- Given instruction 1
In the license detection framework page, reproduce the stretch from "Implementation Details" through "(LICENSE, COPYING, etc.)" word for word.
- Given instruction 2
According to the license detection framework page, which languages have their own detectors?

- Extracted text
Files
git.stella-ops.org/docs/features/checked/scanner/scanner-multi-language-license-detection-framework.md
2026-02-14 09:11:48 +02:00

5.4 KiB

Scanner Multi-Language License Detection Framework

Module

Scanner

Status

VERIFIED

Description

Comprehensive license detection framework with SPDX expression categorization service, license text extraction from source files, copyright notice extraction, per-language detectors (Python, Java, Go, Rust, JavaScript, .NET), and an aggregation service that merges results across analyzers. No direct match in known features list.

Implementation Details

  • Core Licensing Framework:
    • src/Scanner/__Libraries/StellaOps.Scanner.Analyzers.Lang/Core/Licensing/LicenseCategorizationService.cs - LicenseCategorizationService categorizing SPDX license expressions (permissive, copyleft, commercial, etc.)
    • src/Scanner/__Libraries/StellaOps.Scanner.Analyzers.Lang/Core/Licensing/ILicenseCategorizationService.cs - Interface for license categorization
    • src/Scanner/__Libraries/StellaOps.Scanner.Analyzers.Lang/Core/Licensing/LicenseTextExtractor.cs - LicenseTextExtractor extracting license text from source files (LICENSE, COPYING, etc.)

- Entries shown
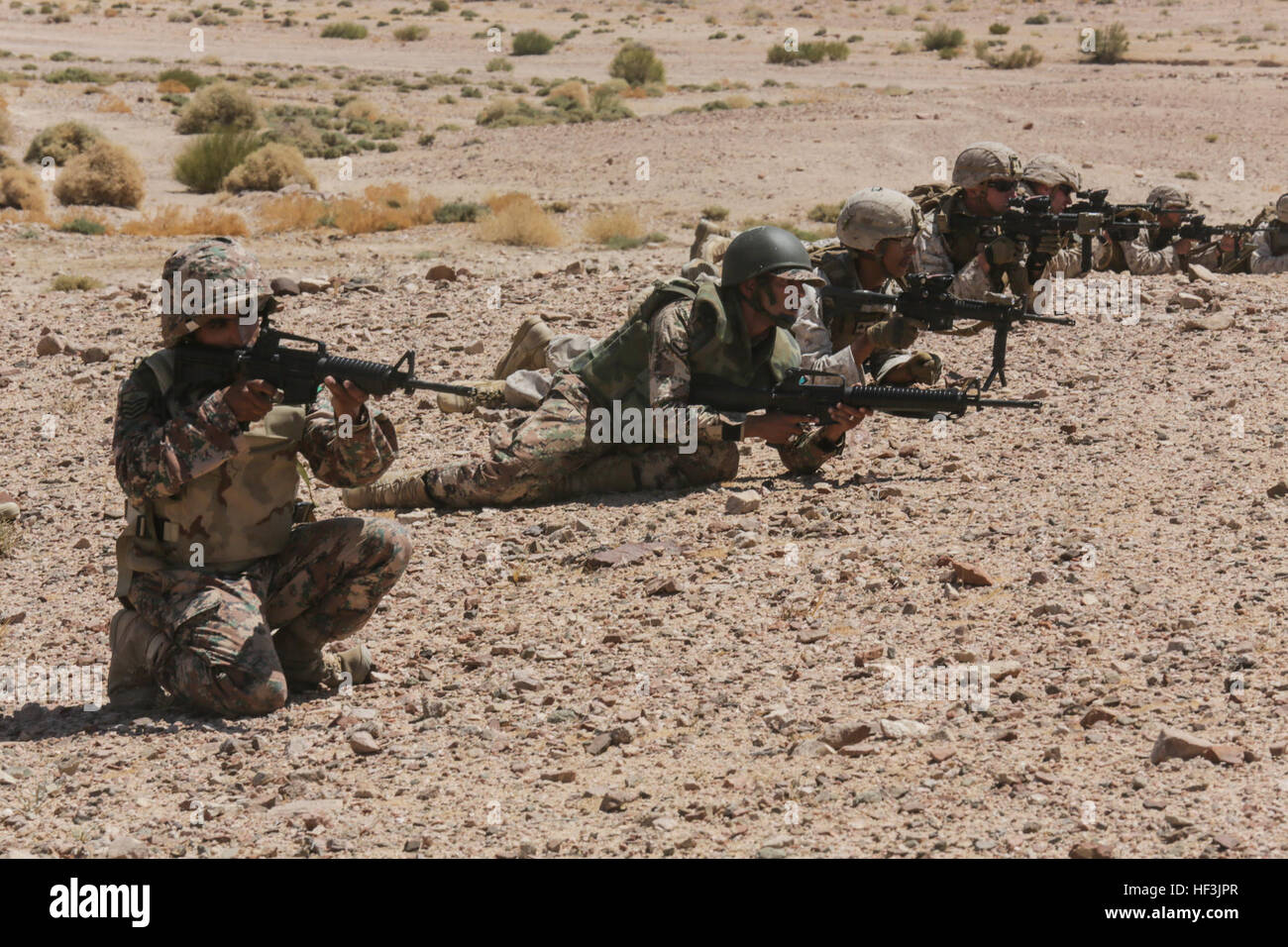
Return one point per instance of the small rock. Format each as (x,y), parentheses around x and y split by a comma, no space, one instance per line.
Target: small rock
(742,501)
(364,744)
(1176,745)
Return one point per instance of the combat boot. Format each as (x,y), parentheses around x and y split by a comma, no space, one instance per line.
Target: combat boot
(527,347)
(395,495)
(489,393)
(136,648)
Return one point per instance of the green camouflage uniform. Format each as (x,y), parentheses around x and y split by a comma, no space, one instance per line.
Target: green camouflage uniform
(196,478)
(550,455)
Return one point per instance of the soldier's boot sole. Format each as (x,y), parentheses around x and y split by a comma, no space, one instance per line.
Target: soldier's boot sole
(397,495)
(527,347)
(489,393)
(136,646)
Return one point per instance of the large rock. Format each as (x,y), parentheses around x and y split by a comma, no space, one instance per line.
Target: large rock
(1173,745)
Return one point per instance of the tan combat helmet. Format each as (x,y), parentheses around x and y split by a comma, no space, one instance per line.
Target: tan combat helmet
(210,278)
(1168,197)
(1051,170)
(875,214)
(986,161)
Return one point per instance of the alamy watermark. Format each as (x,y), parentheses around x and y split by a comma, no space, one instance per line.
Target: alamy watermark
(948,684)
(649,425)
(206,296)
(1100,296)
(34,684)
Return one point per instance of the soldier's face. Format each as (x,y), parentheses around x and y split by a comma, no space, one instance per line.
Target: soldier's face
(227,333)
(897,257)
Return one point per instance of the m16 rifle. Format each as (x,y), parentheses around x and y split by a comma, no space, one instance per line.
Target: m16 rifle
(812,393)
(928,300)
(296,372)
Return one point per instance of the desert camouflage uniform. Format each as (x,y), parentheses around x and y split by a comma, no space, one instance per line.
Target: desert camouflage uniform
(970,281)
(321,586)
(550,457)
(1263,257)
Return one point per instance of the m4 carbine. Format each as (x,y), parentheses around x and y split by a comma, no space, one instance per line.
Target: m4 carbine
(811,393)
(296,372)
(928,300)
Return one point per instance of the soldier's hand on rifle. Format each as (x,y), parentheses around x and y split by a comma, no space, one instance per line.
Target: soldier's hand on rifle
(1000,252)
(252,399)
(844,418)
(774,427)
(894,333)
(347,398)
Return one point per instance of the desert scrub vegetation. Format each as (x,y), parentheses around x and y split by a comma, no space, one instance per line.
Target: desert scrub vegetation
(171,222)
(62,142)
(104,175)
(1022,58)
(531,43)
(940,38)
(807,52)
(344,30)
(636,64)
(381,208)
(20,188)
(269,167)
(1111,44)
(219,106)
(518,221)
(69,282)
(204,163)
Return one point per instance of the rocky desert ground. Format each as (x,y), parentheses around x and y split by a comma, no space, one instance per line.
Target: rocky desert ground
(696,674)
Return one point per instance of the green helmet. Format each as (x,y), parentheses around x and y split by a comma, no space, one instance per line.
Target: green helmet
(213,277)
(767,250)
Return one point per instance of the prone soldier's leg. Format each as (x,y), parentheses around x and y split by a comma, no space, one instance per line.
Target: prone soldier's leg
(326,583)
(222,657)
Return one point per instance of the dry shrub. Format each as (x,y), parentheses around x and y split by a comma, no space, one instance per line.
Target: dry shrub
(222,105)
(574,91)
(291,213)
(20,189)
(106,174)
(171,222)
(62,142)
(112,103)
(520,223)
(269,169)
(366,110)
(622,222)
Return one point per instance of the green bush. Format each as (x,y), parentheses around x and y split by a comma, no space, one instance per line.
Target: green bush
(62,142)
(532,43)
(459,211)
(943,37)
(77,73)
(220,106)
(184,76)
(636,64)
(204,163)
(90,228)
(1111,44)
(344,30)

- Result 1
Implementation Details

  • Core Licensing Framework:
    • src/Scanner/__Libraries/StellaOps.Scanner.Analyzers.Lang/Core/Licensing/LicenseCategorizationService.cs - LicenseCategorizationService categorizing SPDX license expressions (permissive, copyleft, commercial, etc.)
    • src/Scanner/__Libraries/StellaOps.Scanner.Analyzers.Lang/Core/Licensing/ILicenseCategorizationService.cs - Interface for license categorization
    • src/Scanner/__Libraries/StellaOps.Scanner.Analyzers.Lang/Core/Licensing/LicenseTextExtractor.cs - LicenseTextExtractor extracting license text from source files (LICENSE, COPYING, etc.)

- Result 2
Python, Java, Go, Rust, JavaScript, and .NET.